Task to carry out: Write out the listing below from the line containing "Each instance receives one keypoint. Mark the floral" to its last line, unaltered, ends included.

Dataset excerpts:
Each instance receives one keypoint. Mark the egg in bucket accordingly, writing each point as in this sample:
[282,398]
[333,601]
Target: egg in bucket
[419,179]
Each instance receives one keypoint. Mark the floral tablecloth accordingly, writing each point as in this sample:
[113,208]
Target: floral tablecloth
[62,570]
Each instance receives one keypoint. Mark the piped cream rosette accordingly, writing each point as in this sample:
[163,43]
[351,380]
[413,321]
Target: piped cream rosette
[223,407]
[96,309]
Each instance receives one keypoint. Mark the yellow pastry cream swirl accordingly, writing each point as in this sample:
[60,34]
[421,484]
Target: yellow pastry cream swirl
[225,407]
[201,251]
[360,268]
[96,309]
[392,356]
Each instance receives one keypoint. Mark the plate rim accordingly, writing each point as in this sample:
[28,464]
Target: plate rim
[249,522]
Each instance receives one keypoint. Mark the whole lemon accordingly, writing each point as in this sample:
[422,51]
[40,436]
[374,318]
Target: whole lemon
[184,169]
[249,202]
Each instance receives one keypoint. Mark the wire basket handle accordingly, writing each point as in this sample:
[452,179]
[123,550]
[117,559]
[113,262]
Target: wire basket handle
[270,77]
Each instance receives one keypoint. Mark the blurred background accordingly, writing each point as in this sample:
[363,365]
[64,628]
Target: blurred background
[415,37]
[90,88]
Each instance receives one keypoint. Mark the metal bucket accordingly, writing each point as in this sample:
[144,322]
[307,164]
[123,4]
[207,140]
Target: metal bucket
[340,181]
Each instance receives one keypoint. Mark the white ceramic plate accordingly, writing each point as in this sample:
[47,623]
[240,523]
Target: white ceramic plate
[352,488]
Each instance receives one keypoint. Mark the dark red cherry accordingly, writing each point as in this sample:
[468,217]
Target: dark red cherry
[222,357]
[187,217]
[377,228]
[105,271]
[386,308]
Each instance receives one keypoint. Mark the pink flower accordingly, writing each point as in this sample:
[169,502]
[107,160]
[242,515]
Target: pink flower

Output for this task:
Each instance receives one keypoint. Mark the floral tablecloth accordingly, writing each point as in this sample:
[113,208]
Target: floral tablecloth
[62,570]
Each instance receives one keypoint. Mark the piped cream rosette accordingly, writing each point as in this sample:
[163,43]
[351,380]
[413,321]
Target: piped cream rosette
[223,407]
[96,309]
Each instance receives one keypoint. Mark the yellow pastry cream swirl accordingly, writing each point as in this sample:
[60,34]
[421,484]
Target: yellow pastry cream swirl
[225,407]
[201,251]
[360,268]
[96,309]
[392,356]
Each instance receives one keypoint. Mark the plate rim accordingly, writing each point as in this sample:
[28,464]
Target: plate rim
[249,522]
Each instance receives one keypoint. Mark the whole lemon accordingly, writing each point as in this sample:
[422,51]
[40,436]
[374,318]
Target: whole lemon
[184,169]
[249,202]
Each instance receives one keypoint. Mark the wire basket handle accordingly, writing each point as in this sample:
[452,179]
[123,550]
[117,559]
[113,262]
Target: wire basket handle
[270,77]
Each instance receives one keypoint. Mark the blurred background accordingly, writing each point as in this sample:
[363,365]
[64,628]
Target: blurred background
[415,37]
[90,88]
Each instance receives one keypoint. Mark the metal bucket accordingly, writing each point as in this sample:
[144,322]
[307,164]
[123,4]
[207,140]
Target: metal bucket
[340,181]
Each instance receives one keypoint. Mark the white ceramic plate accordingly, writing each point as in this sample:
[47,623]
[240,523]
Target: white ceramic plate
[352,488]
Each instance receives one keypoint. Mark the dark red cherry accordingly, writing each point as in this sample:
[468,217]
Target: dark red cherry
[222,357]
[187,217]
[377,228]
[105,271]
[386,308]
Each instance receives one keypoint. Mark the pink flower accordingly, writing each point as in this sample:
[169,502]
[107,160]
[242,515]
Target: pink flower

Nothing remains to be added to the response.